= Your goal =
Pull out every line in the entries below that contains the string "saddle", matching case exactly.

[Entries excerpted from a collection]
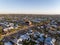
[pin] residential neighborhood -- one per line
(29, 30)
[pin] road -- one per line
(17, 32)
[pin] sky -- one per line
(30, 6)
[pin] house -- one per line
(50, 41)
(22, 38)
(8, 43)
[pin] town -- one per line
(29, 29)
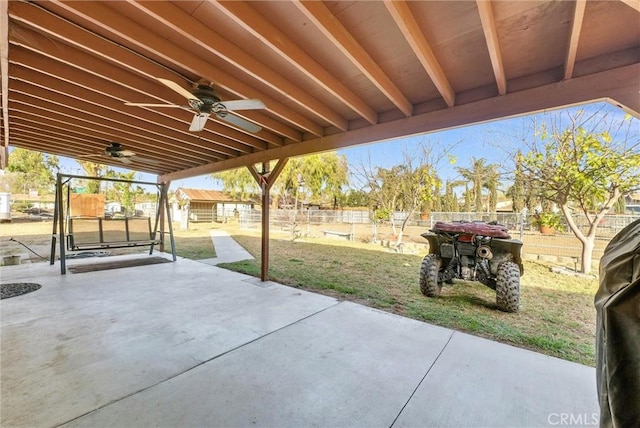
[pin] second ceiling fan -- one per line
(204, 101)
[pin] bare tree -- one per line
(584, 162)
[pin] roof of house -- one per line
(202, 195)
(329, 74)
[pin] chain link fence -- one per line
(358, 225)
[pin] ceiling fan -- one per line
(114, 150)
(204, 101)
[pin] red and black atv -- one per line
(473, 251)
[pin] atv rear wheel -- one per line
(429, 284)
(508, 287)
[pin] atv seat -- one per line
(472, 228)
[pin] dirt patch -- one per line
(93, 267)
(17, 289)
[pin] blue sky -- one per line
(489, 141)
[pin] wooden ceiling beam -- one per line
(202, 35)
(149, 90)
(117, 95)
(407, 24)
(34, 16)
(326, 22)
(594, 87)
(632, 3)
(23, 102)
(60, 95)
(250, 20)
(100, 14)
(491, 36)
(574, 37)
(99, 134)
(105, 106)
(4, 83)
(31, 141)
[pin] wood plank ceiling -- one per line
(331, 74)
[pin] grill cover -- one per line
(618, 330)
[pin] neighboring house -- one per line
(208, 205)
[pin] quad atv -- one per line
(473, 251)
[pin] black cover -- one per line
(618, 330)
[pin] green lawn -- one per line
(557, 316)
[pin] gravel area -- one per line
(18, 289)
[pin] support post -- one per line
(265, 180)
(57, 211)
(264, 254)
(161, 207)
(165, 191)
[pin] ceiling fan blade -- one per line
(251, 104)
(179, 89)
(154, 105)
(198, 122)
(239, 122)
(146, 160)
(96, 155)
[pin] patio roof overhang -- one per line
(331, 74)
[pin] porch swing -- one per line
(78, 228)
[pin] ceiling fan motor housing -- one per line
(208, 100)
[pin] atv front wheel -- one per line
(508, 287)
(429, 284)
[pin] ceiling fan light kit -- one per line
(204, 101)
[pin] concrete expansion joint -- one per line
(423, 377)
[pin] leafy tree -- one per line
(315, 176)
(481, 175)
(125, 193)
(355, 198)
(585, 164)
(408, 187)
(92, 169)
(239, 183)
(450, 202)
(34, 170)
(468, 196)
(517, 191)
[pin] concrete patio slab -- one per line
(227, 249)
(85, 340)
(480, 383)
(345, 366)
(188, 344)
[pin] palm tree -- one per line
(480, 175)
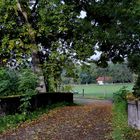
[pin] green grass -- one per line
(99, 91)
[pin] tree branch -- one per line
(34, 7)
(23, 12)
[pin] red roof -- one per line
(104, 78)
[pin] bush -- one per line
(120, 95)
(27, 82)
(8, 82)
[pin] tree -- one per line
(49, 26)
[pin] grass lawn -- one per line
(99, 91)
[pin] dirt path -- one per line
(87, 122)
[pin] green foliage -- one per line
(120, 96)
(13, 82)
(121, 130)
(8, 82)
(67, 88)
(27, 82)
(119, 122)
(13, 121)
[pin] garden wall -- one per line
(10, 105)
(134, 114)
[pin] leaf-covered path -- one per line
(87, 122)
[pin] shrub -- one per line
(8, 82)
(27, 82)
(120, 95)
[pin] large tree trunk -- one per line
(34, 49)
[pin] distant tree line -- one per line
(87, 74)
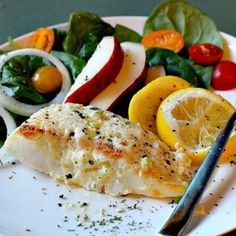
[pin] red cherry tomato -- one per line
(205, 54)
(224, 76)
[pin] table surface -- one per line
(18, 17)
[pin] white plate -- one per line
(32, 204)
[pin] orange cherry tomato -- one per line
(43, 38)
(165, 38)
(47, 79)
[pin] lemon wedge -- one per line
(191, 119)
(144, 104)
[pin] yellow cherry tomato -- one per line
(43, 38)
(47, 79)
(165, 38)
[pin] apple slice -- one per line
(133, 71)
(100, 70)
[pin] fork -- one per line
(177, 222)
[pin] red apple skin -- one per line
(140, 80)
(101, 80)
(127, 80)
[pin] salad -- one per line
(183, 72)
(52, 64)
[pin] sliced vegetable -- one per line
(26, 109)
(224, 76)
(166, 38)
(73, 63)
(43, 38)
(149, 99)
(183, 17)
(17, 75)
(205, 53)
(47, 79)
(124, 34)
(84, 34)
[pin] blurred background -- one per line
(18, 17)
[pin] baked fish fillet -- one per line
(101, 151)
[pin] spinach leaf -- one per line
(122, 33)
(17, 75)
(85, 31)
(204, 73)
(73, 63)
(59, 38)
(173, 63)
(181, 16)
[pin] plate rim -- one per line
(108, 18)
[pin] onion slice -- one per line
(10, 125)
(26, 109)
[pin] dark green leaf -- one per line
(85, 27)
(183, 17)
(123, 34)
(173, 63)
(12, 43)
(59, 38)
(204, 73)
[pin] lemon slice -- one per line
(191, 118)
(144, 104)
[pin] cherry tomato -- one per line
(43, 38)
(205, 54)
(166, 38)
(47, 79)
(224, 76)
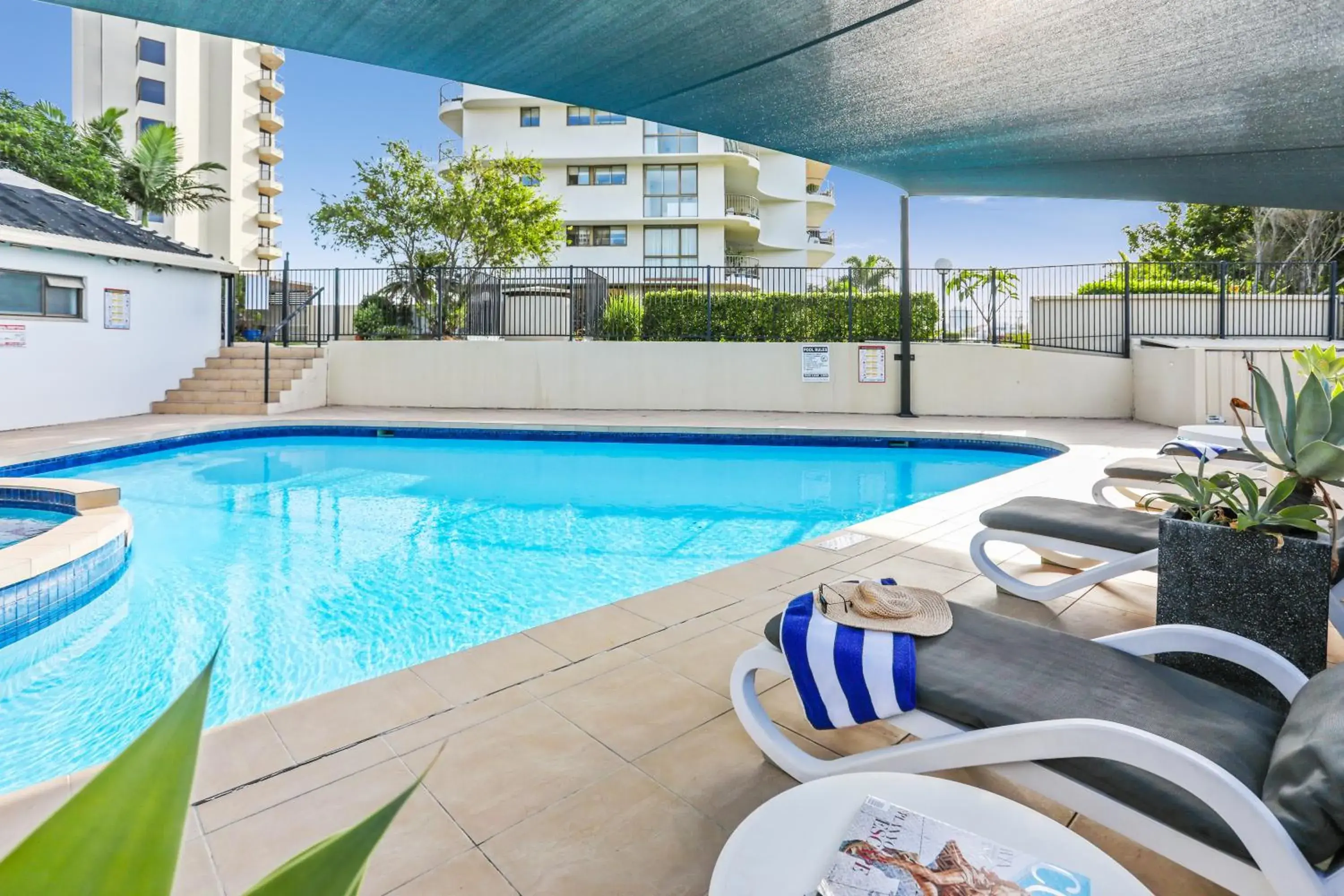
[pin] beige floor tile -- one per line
(1094, 620)
(775, 601)
(264, 794)
(435, 728)
(584, 669)
(709, 660)
(781, 703)
(340, 718)
(679, 633)
(799, 560)
(468, 675)
(581, 636)
(23, 810)
(638, 707)
(510, 767)
(468, 875)
(624, 835)
(237, 754)
(195, 871)
(745, 579)
(721, 771)
(1158, 874)
(421, 839)
(675, 603)
(917, 573)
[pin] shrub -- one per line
(623, 319)
(1115, 285)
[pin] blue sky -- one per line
(338, 111)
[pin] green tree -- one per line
(867, 273)
(1194, 233)
(41, 143)
(151, 182)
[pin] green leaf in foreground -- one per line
(121, 832)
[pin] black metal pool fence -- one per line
(1085, 308)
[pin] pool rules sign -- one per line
(816, 363)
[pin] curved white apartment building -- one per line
(642, 194)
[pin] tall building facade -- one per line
(644, 194)
(220, 93)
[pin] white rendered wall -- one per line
(972, 381)
(76, 370)
(211, 97)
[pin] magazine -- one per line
(892, 851)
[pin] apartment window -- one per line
(670, 191)
(670, 139)
(671, 248)
(155, 52)
(586, 236)
(151, 90)
(41, 295)
(589, 116)
(596, 175)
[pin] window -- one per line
(155, 52)
(670, 191)
(596, 175)
(151, 90)
(670, 139)
(41, 295)
(671, 248)
(589, 116)
(586, 236)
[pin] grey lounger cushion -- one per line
(1305, 782)
(1116, 528)
(1159, 469)
(991, 671)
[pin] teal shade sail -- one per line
(1162, 100)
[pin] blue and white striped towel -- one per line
(846, 676)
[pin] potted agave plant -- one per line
(1254, 558)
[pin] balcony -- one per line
(741, 148)
(272, 57)
(271, 86)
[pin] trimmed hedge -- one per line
(676, 315)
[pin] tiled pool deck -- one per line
(597, 754)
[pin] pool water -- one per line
(318, 562)
(19, 524)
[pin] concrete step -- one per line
(257, 350)
(187, 408)
(257, 363)
(277, 374)
(232, 397)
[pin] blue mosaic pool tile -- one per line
(34, 603)
(894, 441)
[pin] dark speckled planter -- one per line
(1245, 583)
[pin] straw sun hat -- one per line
(885, 607)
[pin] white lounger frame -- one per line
(1014, 751)
(1109, 563)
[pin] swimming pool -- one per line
(318, 560)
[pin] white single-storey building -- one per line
(99, 316)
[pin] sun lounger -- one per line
(1234, 790)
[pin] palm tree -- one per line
(867, 273)
(150, 178)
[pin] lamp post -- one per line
(944, 268)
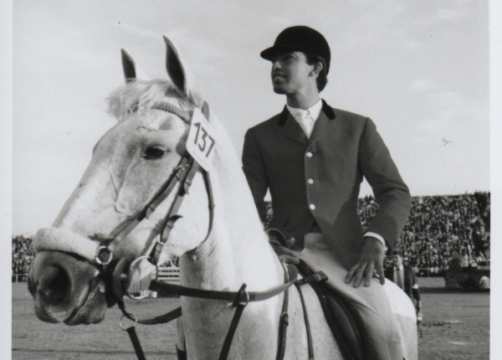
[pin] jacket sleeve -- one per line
(254, 169)
(391, 193)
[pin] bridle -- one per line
(112, 272)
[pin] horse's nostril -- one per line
(54, 286)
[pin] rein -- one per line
(114, 274)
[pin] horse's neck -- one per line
(237, 250)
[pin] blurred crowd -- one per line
(22, 255)
(442, 232)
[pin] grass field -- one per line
(456, 326)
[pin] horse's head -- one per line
(129, 165)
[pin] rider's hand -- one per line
(370, 263)
(141, 274)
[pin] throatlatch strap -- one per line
(240, 304)
(131, 331)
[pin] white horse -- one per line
(129, 164)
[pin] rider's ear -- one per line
(174, 67)
(128, 66)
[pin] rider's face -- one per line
(291, 73)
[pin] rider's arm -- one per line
(254, 169)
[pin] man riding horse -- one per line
(312, 158)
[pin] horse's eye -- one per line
(154, 152)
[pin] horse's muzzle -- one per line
(66, 288)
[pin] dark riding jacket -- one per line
(315, 182)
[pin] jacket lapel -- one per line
(290, 128)
(324, 122)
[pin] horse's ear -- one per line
(174, 67)
(128, 66)
(205, 110)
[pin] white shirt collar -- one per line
(312, 111)
(306, 118)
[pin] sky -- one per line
(419, 69)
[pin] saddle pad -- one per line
(343, 321)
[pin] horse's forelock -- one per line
(141, 95)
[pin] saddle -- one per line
(344, 321)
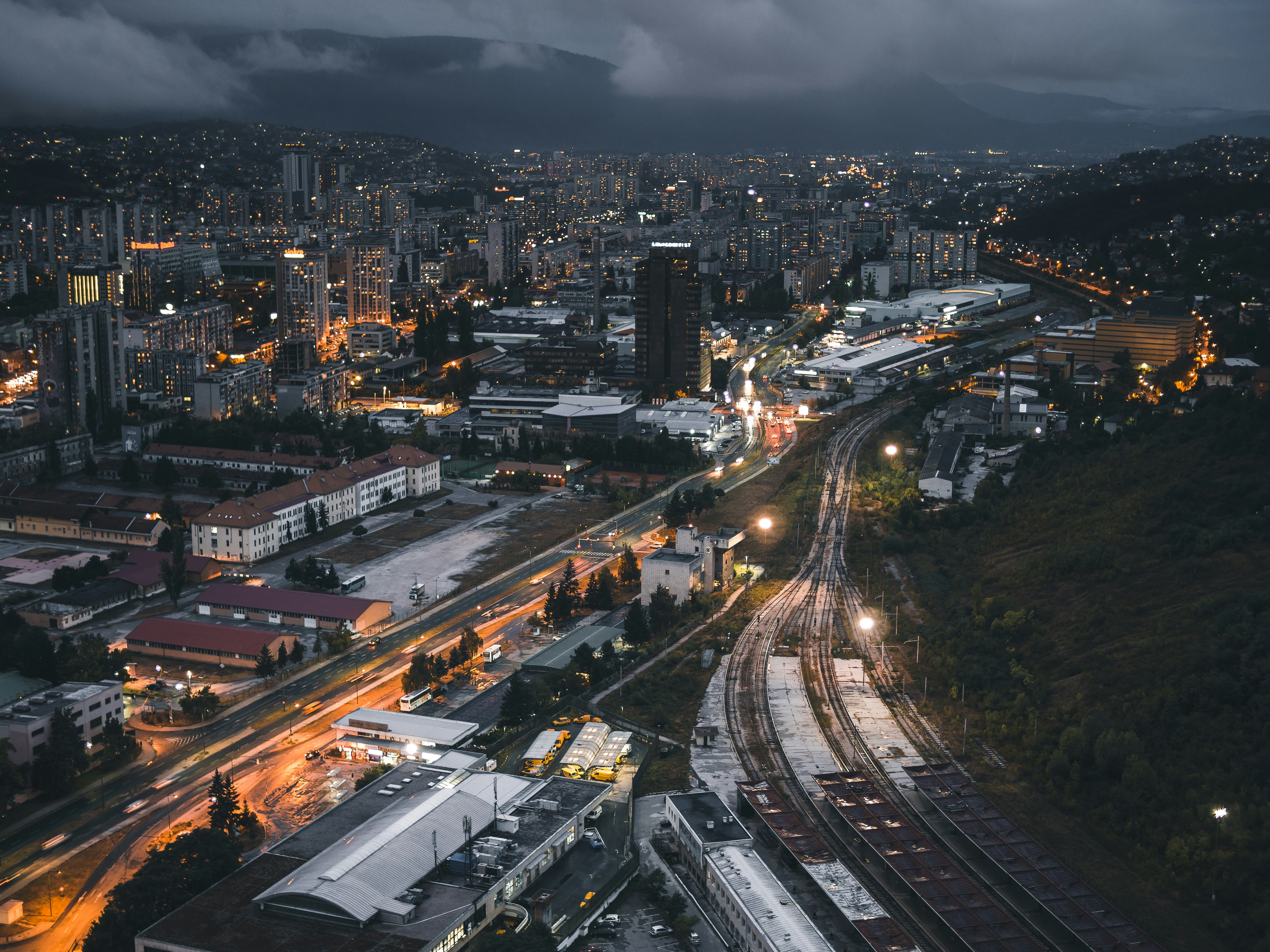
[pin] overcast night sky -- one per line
(76, 61)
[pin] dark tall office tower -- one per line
(300, 174)
(82, 366)
(370, 280)
(304, 308)
(803, 240)
(671, 338)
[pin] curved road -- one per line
(253, 728)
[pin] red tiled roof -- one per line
(222, 638)
(214, 455)
(262, 598)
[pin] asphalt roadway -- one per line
(183, 771)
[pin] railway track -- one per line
(806, 601)
(808, 606)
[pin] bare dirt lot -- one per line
(530, 531)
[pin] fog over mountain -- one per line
(491, 96)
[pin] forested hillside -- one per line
(1108, 617)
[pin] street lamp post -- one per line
(1217, 817)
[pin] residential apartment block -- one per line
(256, 527)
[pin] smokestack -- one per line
(600, 277)
(1005, 410)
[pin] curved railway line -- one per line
(808, 600)
(809, 605)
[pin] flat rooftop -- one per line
(555, 657)
(331, 885)
(757, 889)
(707, 807)
(410, 728)
(670, 555)
(45, 702)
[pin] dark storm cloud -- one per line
(138, 56)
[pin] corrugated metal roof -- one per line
(766, 900)
(613, 748)
(588, 744)
(362, 878)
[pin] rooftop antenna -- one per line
(468, 847)
(600, 278)
(1005, 413)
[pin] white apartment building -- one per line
(253, 529)
(26, 723)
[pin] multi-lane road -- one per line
(174, 779)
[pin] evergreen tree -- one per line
(114, 739)
(265, 663)
(549, 608)
(172, 570)
(568, 589)
(223, 807)
(130, 473)
(169, 511)
(419, 675)
(636, 628)
(166, 475)
(519, 702)
(605, 591)
(63, 759)
(470, 644)
(11, 777)
(168, 879)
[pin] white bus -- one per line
(416, 699)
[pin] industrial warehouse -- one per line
(422, 860)
(260, 604)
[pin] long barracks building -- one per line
(256, 527)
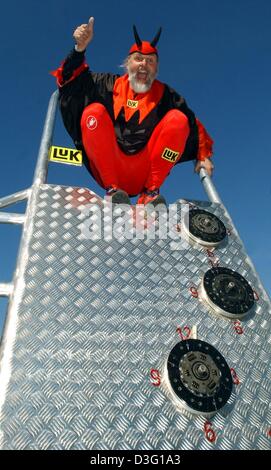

= Response =
[pin] saddle pad -- one per line
[pin] saddle -- one per line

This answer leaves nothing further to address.